▸ **Kaynak metin**:

★ ★ ★ ★

Güzel şehrimizi çok seviyorum ve her yazımda farklı bir sorununu dile getirmeye, sorunlarının çözümü noktasında bildiğim kadarıyla da çözüm önerileri sunmaya çalışıyorum.

Bazı meselelerde Van’ımızda ciddi başıboşluklar görüyorum.

Bir şehrin en önemli konusu disiplini, ciddiyeti ve yaşam ahlakı olmalı.

Bunlar yoksa o şehrin gelişmesi ve o şehirde yaşam zorlaşır.

 

 

        Van’da dikkat ettinizse son zamanlarda pislikten, kirlilikten, pis kokudan geçilmiyor.

Koskoca büyükşehir olan bir milyon iki yüz bin nüfusu olan bir şehrin en işlek en kalabalık sözde en gözde yerleri iğrenç kokuyor.

★ ★ ★ ★

▸ **Veri bloğu**:
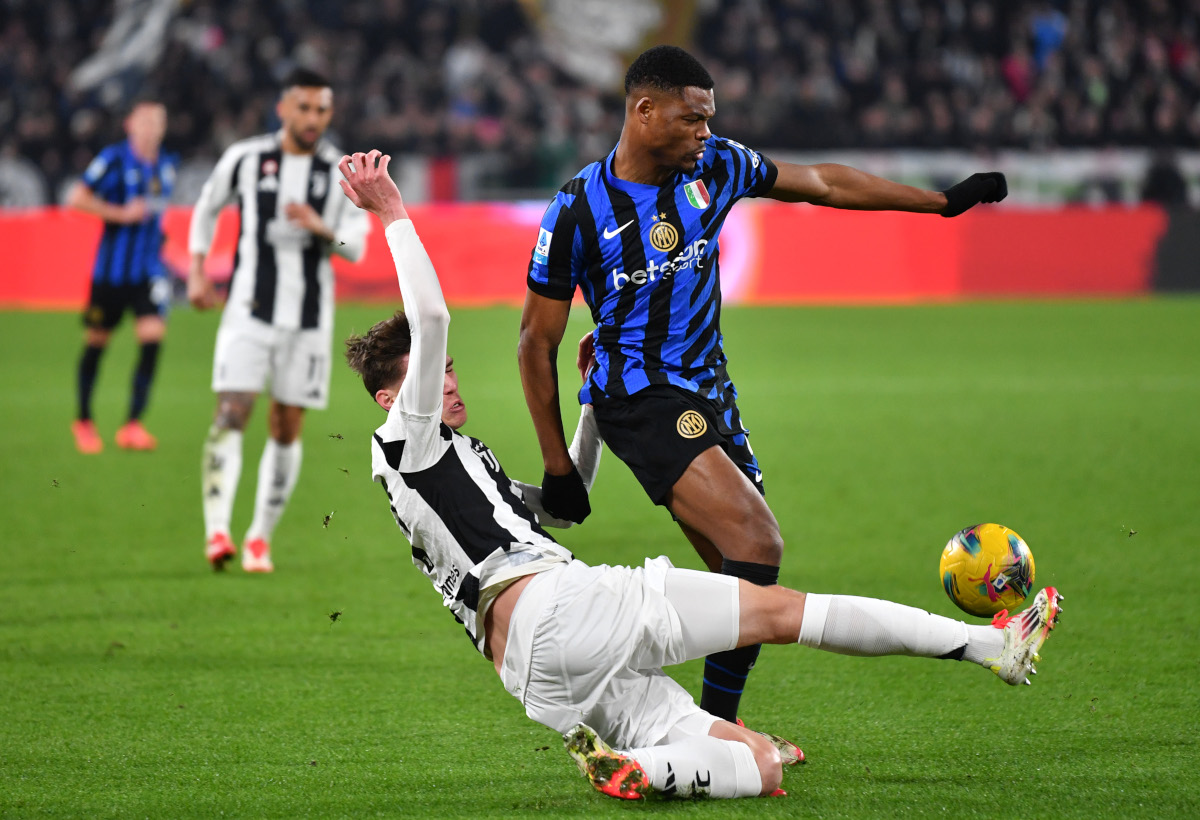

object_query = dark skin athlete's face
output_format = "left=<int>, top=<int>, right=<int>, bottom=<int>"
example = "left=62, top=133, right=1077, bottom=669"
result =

★ ★ ★ ★

▸ **Görevleriniz**:
• a. Van hakkındaki yazıya göre bir şehrin en önemli konusu ne olmalı?
• b. Van hakkındaki yazıyı son cümlesinden sonra devam ettirin.

▸ **Yazılı cevaplar**:
• a. Disiplini, ciddiyeti ve yaşam ahlakı.

• b.
İsteyen istediği yere üç tekerli seyyar aracını kuruyor. Ne hukuk ne trafik ne belediye kanunu, ne şehirde yaşama yasası, hiçbir şey tanınmıyor bu şehirde.

Varsa da biraz asayiş  oda günü birlik dostlar pazarda görsün misali sonuçsuz yaptırımı olmayan uygulamalar.

Trafik alt üst oluyor! Erkekse önüne geçen seyyara bir şoför bir şey desin göreyim onun halini.

 

 

         Dostlar sıkıntı büyük eğer önlem alınmazsa her gün çeteleşen, mafyalaşan bir yapıya dönüşen bu sorun çok can yakacak.

Evet seyyar satıcı sorunundan bahsediyorum….

Bu seyyar satıcılar sorunu Van ilinin önde gelen en büyük dertlerinden birisi olmaya aday.

Hatta çoğu zaman mide bulandıran boyutlara ulaştı.

Azgınlık, haddi aşma, sınır tanımazlık, kontrolsüzlük, düzensizlik almış başını gidiyor.

Öyle ki astığım astık kestiğim kestik misali aymazlığa ulaşmış bir sorun.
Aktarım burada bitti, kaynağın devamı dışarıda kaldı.